### [What you have to do]
The listing is to be reproduced exactly, excluding its pictures.

### [Dataset entries]
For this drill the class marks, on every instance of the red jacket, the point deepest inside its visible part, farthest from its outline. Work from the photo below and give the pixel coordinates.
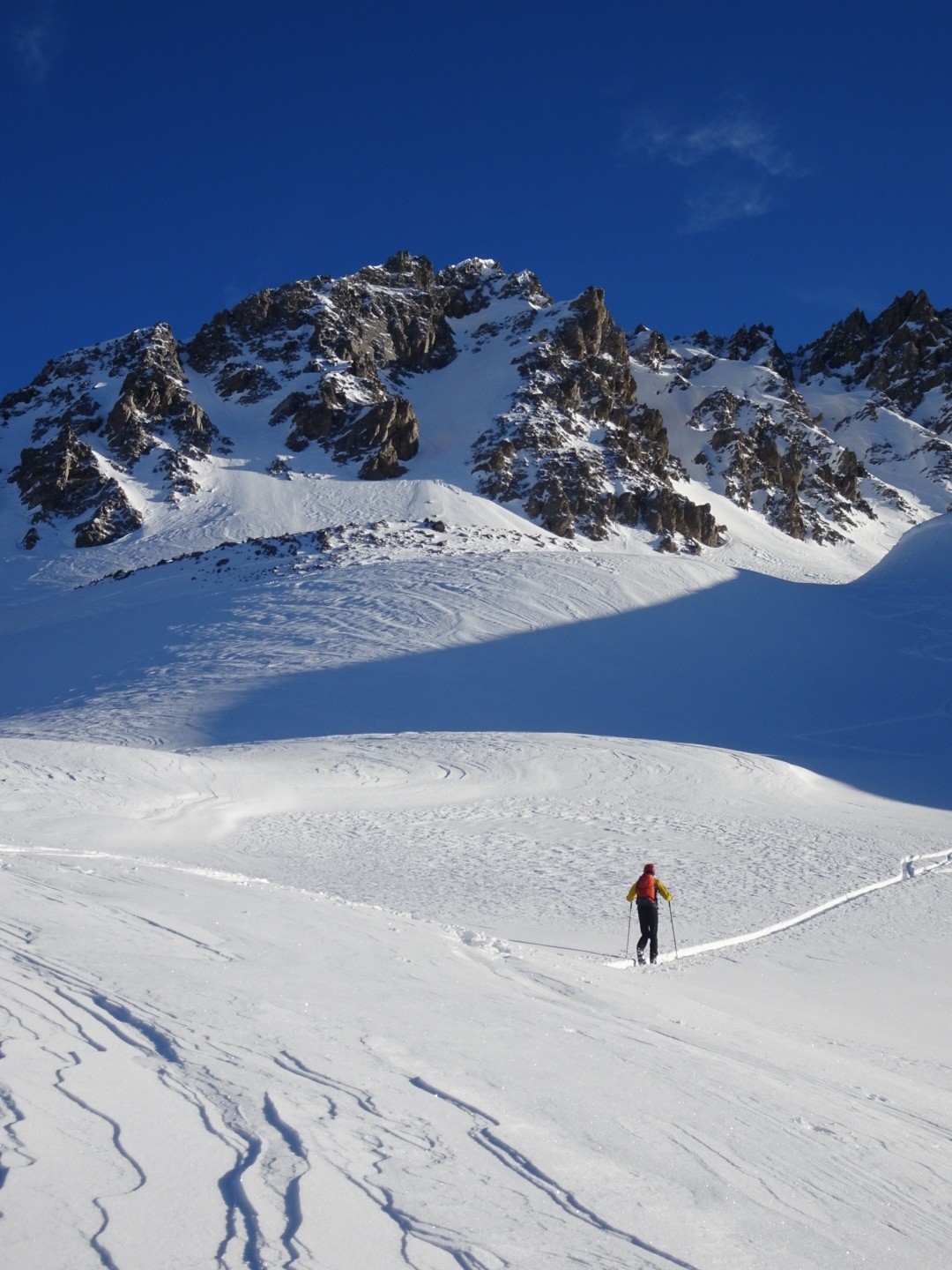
(645, 888)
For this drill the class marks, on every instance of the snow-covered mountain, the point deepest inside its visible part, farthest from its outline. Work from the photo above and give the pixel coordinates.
(478, 378)
(329, 757)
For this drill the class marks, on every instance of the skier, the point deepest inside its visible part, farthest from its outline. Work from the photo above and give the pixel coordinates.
(645, 893)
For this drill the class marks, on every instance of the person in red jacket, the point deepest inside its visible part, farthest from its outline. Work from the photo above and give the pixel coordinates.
(645, 894)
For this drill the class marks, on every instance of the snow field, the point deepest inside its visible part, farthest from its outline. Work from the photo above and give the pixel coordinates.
(294, 992)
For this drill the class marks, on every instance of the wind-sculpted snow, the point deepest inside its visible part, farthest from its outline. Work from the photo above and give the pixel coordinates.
(213, 1006)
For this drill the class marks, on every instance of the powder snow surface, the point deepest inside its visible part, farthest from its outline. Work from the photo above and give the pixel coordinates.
(314, 923)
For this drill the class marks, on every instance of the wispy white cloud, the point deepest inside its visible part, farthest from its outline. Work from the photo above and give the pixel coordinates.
(707, 208)
(736, 136)
(33, 45)
(732, 164)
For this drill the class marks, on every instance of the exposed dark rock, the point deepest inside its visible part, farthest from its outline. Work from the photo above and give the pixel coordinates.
(576, 449)
(904, 354)
(65, 479)
(153, 401)
(113, 519)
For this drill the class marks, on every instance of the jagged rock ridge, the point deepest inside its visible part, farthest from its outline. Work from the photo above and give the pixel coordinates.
(583, 441)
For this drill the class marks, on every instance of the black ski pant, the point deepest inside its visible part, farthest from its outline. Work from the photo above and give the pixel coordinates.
(648, 921)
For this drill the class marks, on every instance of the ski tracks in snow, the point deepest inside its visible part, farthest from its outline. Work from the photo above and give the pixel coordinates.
(913, 866)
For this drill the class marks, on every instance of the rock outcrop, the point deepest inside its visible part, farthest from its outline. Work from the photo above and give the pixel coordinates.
(905, 355)
(582, 429)
(576, 449)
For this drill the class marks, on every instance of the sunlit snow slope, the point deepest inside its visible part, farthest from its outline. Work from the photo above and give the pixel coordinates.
(314, 859)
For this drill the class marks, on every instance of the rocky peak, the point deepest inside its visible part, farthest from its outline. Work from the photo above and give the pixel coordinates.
(904, 355)
(576, 450)
(913, 309)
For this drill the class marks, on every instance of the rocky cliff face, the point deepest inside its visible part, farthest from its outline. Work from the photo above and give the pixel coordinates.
(576, 449)
(905, 355)
(591, 430)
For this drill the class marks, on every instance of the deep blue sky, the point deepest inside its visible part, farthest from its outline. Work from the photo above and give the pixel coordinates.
(709, 165)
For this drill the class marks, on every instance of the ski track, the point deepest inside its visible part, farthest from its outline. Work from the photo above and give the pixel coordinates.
(906, 873)
(482, 1132)
(264, 1192)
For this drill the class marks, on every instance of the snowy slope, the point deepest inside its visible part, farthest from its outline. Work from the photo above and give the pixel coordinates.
(320, 799)
(443, 1065)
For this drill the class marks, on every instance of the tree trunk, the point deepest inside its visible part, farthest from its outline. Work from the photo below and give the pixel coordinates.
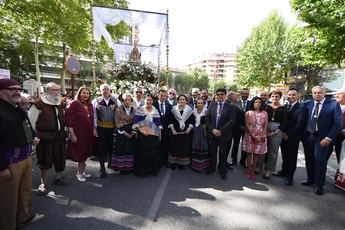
(37, 62)
(63, 72)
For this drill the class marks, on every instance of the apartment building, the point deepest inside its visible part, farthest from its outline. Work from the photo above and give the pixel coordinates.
(217, 66)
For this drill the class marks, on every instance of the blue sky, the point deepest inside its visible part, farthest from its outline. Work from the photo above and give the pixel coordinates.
(200, 27)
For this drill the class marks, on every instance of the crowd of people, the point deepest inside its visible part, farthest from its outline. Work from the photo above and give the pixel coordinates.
(138, 133)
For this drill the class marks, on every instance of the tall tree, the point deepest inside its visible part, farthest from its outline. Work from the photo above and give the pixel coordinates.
(261, 59)
(325, 24)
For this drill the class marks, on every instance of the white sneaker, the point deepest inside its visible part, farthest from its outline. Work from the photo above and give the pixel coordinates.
(80, 177)
(86, 175)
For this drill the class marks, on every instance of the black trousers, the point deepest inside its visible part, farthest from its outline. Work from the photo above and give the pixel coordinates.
(214, 144)
(315, 158)
(164, 146)
(289, 149)
(236, 142)
(104, 144)
(337, 147)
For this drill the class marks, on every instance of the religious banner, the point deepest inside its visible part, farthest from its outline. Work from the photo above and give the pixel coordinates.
(150, 31)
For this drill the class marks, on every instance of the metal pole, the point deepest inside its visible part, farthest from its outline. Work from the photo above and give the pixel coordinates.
(72, 84)
(167, 40)
(93, 53)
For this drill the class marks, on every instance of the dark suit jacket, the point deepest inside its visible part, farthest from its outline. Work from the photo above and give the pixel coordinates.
(165, 119)
(240, 105)
(191, 103)
(296, 121)
(226, 120)
(330, 118)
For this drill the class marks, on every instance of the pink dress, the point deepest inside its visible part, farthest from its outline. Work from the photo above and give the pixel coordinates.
(256, 125)
(81, 120)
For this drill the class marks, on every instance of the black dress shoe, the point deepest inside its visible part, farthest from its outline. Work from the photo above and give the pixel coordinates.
(307, 183)
(228, 166)
(318, 190)
(223, 176)
(32, 219)
(289, 182)
(243, 164)
(104, 175)
(280, 173)
(209, 171)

### [Answer space]
For this drill the class marks, on every instance of the red jacket, the point deepest inside its visible part, farthest from its outline. Work from the photo below and give the pixel coordinates.
(645, 888)
For this drill the class marks, on every instance of the snow-covered mountain, the point deepest inside its visible part, farthest from its outline. Work from the photo above and give the pixel coordinates.
(478, 378)
(329, 757)
For this drill the class marks, on every instance of the skier, the point deepest inside its visible part, farthest from its outline. Work from the photo above and give the pixel coordinates.
(645, 893)
For this drill the class marks, on every instance of the person in red jacket, the point deepest inside its visible part, farthest from its outline. Work from the photo above and give the pixel coordinates.
(645, 894)
For this drill the class marks, on every instance of the snow field, the point deepest inside its visible part, farthest from its outline. Work from the photo above and give the pixel coordinates.
(294, 992)
For this drill the class marks, on every instance of the wind-sculpted snow, the point deepest inside its visible part, farthest from its outline. Work from the photo above and give the pixel coordinates.
(213, 1006)
For this drill the class marks, on every instance of the powder snow surface, the point deepest inside its visible part, farthest from its outline. Work from the photo above and give the pixel coordinates.
(314, 923)
For this drill the class marks, on every instance of the wispy white cloud, the point deepest inside its visible part, farthest from its outline. Work from the photo above and give the pixel coordinates.
(707, 208)
(736, 136)
(33, 45)
(732, 164)
For this drill the class marks, on every instance of the exposed dark rock, the point deepest inside its visible part, farthest from its outline. Work from the photo above and give the pixel coordinates.
(576, 449)
(904, 354)
(65, 479)
(153, 401)
(113, 519)
For this drill the class marks, on every instance of the jagged rock ridge, the point deepest inside its visible part, farthest from its outline. Work from the photo above and give the pixel coordinates.
(583, 441)
For this drill the class marks, on every instance of the black ski pant, the point deepest inside its visible part, farthest from its outline. Work from the photo above and give the pixel coordinates.
(648, 921)
For this drill the class marks, on every instance of the ski tracks in snow, the point deepest inside its visible part, farthest from its outline. Work from the photo above and give the pixel coordinates.
(913, 866)
For this drill the class marks, on every instance of the rock outcrop, the point deepest inside its visible part, farthest from its outline. Work from the photo above and give the pixel coordinates.
(905, 355)
(582, 429)
(576, 449)
For this drill the class marks, on every instance of the sunlit snow slope, the point deepest inside its visible part, farthest from its outline. Work from the photo above and give the pixel coordinates.
(314, 859)
For this drill the class marks, on every instance of the rocky peak, the point deepest inside its visible part, farthest from its outline. Work from the photo above and give the pixel coordinates.
(904, 355)
(576, 450)
(913, 309)
For this drill the class marks, on every instance of the rocky cliff face, the point deepest inside its visible part, farthest from its outline. Work from the photo above and give the pixel coordinates.
(576, 449)
(905, 355)
(591, 430)
For this drill the class marks, on every instance of the deep blue sky, the point deepest inside its visible part, farthest from its outline. Work from the photo above and give the pixel coordinates.
(709, 165)
For this drill the class marks, on every instance of the ski track, the point deepest inside its visible part, farthest from its outline. Work from the photo above and give the pixel coordinates.
(906, 873)
(482, 1132)
(264, 1192)
For this drill the class marks, on every instance of the snowy slope, the point deepest inside its visible part, farthest from its outline. Work from the photo above and give the pixel coordinates.
(320, 799)
(443, 1065)
For this drill the class marks, on every instance of the tree trunk, the point deepest inside its visible part, farthest from its outline. Work from the photo below and give the pixel coordinates.
(37, 62)
(63, 72)
For this drill the class marks, on every instance of the apartment building, the point deepest inside its visible part, farthest from its outline. Work from the photo above and give the pixel coordinates.
(217, 66)
For this drill the class marks, on every instance of the blue sky, the point deepest inside its visible part, farthest from its outline. Work from the photo above and give the pixel coordinates.
(200, 27)
For this drill the class marks, on every instance of the crowd of people, the point deepest inside its visible part, farthest from its outline. Work from the photo above and give the pixel coordinates.
(138, 133)
For this drill the class marks, on every instance of the tall tree, the point deepest inside its visible part, farthest from its outline. Work from the photo above and give the pixel coordinates.
(261, 59)
(325, 24)
For this drill the class marks, on every instance of the white sneaker, the point deepest inside its visible part, farthest from its outline. Work from the photo above and give the pixel coordinates.
(80, 177)
(86, 175)
For this drill the class marks, on every instance of the black trousers, the point deepest inside its visible part, farthest from its outline. Work from the photo above and give the pixel coordinates.
(214, 144)
(315, 158)
(164, 146)
(289, 149)
(236, 142)
(104, 144)
(337, 147)
For this drill the class marks, on every instance of the religious banner, the point deepest inside its visible part, farthest from its outline. Work from the photo above and give the pixel coordinates.
(150, 31)
For this drill the class marks, on every instance of the metal pole, the point deepest inside its visible part, farthest from its outline. Work from the photo above and give the pixel coordinates.
(72, 84)
(167, 40)
(93, 53)
For this drill the class marks, on every instance of the dark suit jacket, the point deepest inside its visible part, farthest from its outline. Work from the photo above and give the pixel coordinates.
(165, 119)
(240, 105)
(191, 103)
(296, 121)
(226, 120)
(330, 118)
For this drill the class marks, on every instance of the pink dress, the point deepest inside its visible part, farthest from its outline. Work from the photo above and give the pixel coordinates.
(256, 125)
(81, 120)
For this drill the class marks, on every instance of the black dress shoe, the point deepest inside its visible part, farthest from its outline. Work from the photo above and give the pixel coordinates.
(307, 183)
(228, 166)
(318, 190)
(223, 176)
(32, 219)
(289, 182)
(243, 164)
(104, 175)
(280, 173)
(209, 171)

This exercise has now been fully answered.